*** Block opens ***

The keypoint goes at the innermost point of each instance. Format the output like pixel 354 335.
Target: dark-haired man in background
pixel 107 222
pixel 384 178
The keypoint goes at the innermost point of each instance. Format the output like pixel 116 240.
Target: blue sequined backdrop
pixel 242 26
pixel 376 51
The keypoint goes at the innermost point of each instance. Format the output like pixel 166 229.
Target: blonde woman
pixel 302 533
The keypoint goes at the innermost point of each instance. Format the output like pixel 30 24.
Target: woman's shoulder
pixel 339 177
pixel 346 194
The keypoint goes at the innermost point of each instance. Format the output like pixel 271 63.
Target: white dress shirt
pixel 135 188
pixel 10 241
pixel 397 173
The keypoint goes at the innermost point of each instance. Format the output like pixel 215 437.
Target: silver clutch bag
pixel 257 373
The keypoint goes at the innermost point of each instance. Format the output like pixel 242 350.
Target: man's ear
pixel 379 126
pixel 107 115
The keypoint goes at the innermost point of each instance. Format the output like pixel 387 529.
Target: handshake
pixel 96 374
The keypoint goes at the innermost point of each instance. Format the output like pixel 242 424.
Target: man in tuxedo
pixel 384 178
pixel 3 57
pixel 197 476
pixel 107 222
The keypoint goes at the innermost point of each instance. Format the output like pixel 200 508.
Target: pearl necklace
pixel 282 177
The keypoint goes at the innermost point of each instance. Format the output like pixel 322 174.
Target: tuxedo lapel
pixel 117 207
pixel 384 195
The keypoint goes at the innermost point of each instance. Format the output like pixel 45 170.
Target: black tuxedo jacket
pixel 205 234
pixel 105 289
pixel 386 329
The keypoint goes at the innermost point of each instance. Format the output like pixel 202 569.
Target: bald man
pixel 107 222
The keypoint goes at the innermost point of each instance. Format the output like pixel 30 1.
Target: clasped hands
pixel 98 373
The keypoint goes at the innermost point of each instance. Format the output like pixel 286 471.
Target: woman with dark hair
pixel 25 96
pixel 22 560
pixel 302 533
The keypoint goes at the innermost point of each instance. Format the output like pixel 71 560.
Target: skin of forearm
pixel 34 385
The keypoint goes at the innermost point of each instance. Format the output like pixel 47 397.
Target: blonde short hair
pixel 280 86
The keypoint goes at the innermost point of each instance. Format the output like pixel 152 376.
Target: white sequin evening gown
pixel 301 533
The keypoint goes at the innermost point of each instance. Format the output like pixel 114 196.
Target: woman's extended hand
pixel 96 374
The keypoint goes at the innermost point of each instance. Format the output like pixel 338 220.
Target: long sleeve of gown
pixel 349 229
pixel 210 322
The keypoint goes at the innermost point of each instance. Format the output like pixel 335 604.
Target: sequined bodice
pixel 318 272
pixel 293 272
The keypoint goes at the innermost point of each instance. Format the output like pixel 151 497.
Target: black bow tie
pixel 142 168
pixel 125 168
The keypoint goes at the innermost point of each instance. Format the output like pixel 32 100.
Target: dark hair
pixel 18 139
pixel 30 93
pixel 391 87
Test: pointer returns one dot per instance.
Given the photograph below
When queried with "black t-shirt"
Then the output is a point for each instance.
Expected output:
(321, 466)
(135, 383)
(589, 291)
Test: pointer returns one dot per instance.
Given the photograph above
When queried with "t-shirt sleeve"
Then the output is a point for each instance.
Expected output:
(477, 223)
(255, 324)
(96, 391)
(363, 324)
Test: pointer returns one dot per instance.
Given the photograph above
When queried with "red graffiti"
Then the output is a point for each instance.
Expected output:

*** Block closes ***

An exact repetition of all the entries is required.

The keypoint goes at the innermost point of each instance. Format the output like pixel 354 335.
Target: dark-haired man in background
pixel 107 222
pixel 384 178
The keypoint goes at the innermost point of each instance. Format the output like pixel 116 240.
Target: blue sequined backdrop
pixel 242 26
pixel 376 51
The keypoint goes at the innermost point of each instance. Format the output like pixel 166 229.
Target: blonde woman
pixel 302 533
The keypoint goes at the innermost point of each instance. Format the output like pixel 30 24.
Target: woman's shoulder
pixel 339 177
pixel 346 194
The keypoint goes at the innermost point of each instance. Format the output like pixel 271 63.
Target: white dress shirt
pixel 135 188
pixel 10 241
pixel 397 173
The keypoint goes at the innermost point of each instance. Format the output like pixel 215 437.
Target: silver clutch bag
pixel 257 373
The keypoint goes at the innermost point of each instance. Format the output like pixel 242 350.
Target: man's ear
pixel 379 126
pixel 107 115
The keypoint goes at the innermost point of each instance. Format the output like pixel 387 529.
Target: handshake
pixel 96 374
The keypoint goes at the innermost point of each instance. Format the output like pixel 242 424.
Target: man in tuxedo
pixel 384 178
pixel 3 57
pixel 197 476
pixel 107 222
The keypoint goes at the innermost point of each instance. Format the output like pixel 200 508.
Target: pearl necklace
pixel 282 177
The keypoint goes at the innermost point of each instance. Format the output like pixel 322 174.
Target: tuxedo lapel
pixel 117 207
pixel 384 195
The keypoint goes at the innermost point of each instance. Format the output like pixel 45 170.
Target: black tuxedo jacket
pixel 205 234
pixel 105 289
pixel 386 329
The keypoint goes at the innermost point of each instance. Format the output like pixel 202 569.
Target: bald man
pixel 107 222
The keypoint goes at the innermost point of each instance. Format the output like pixel 30 1.
Target: clasped hands
pixel 98 373
The keypoint goes at the innermost point of each instance. Format the output like pixel 286 471.
Target: woman with dark hair
pixel 25 96
pixel 22 560
pixel 302 533
The keypoint goes at the innermost point of each instance. Format the output like pixel 71 560.
Target: skin of forearm
pixel 34 385
The keypoint goes at the innermost point of each instance. Format the output like pixel 47 397.
Target: blonde short hair
pixel 280 86
The keypoint goes at the innermost point of each instance. Format the output like pixel 152 376.
Target: white sequin evening gown
pixel 301 533
The keypoint goes at the innermost point of each instance. Format the output like pixel 114 196.
Target: woman's extended hand
pixel 96 374
The keypoint goes at the innermost point of each instance. Format the output like pixel 338 220.
Target: long sleeve of gown
pixel 349 229
pixel 210 322
The keypoint goes at the innermost point of each instance. Format the output like pixel 335 604.
Target: sequined bodice
pixel 318 272
pixel 293 272
The keypoint goes at the innermost point of each instance. Format the output like pixel 151 497.
Target: black bow tie
pixel 142 168
pixel 125 168
The keypoint goes at the innermost point of each instance. Format the output like pixel 32 100.
Target: dark hair
pixel 18 139
pixel 30 93
pixel 391 87
Test: pointer returns one dot per instance.
Given the photograph below
When queried with "black t-shirt"
Then the output is a point for each instance.
Expected output:
(321, 466)
(135, 383)
(589, 291)
Test: pointer returns one dot per instance.
Given the photograph above
When queried with "t-shirt sleeve"
Then the output is a point for each instance.
Expected output:
(477, 223)
(255, 324)
(96, 391)
(363, 324)
Test: pointer returns one dot per instance.
Given the photograph above
When queried with "red graffiti"
Then the output is a point for each instance.
Expected output:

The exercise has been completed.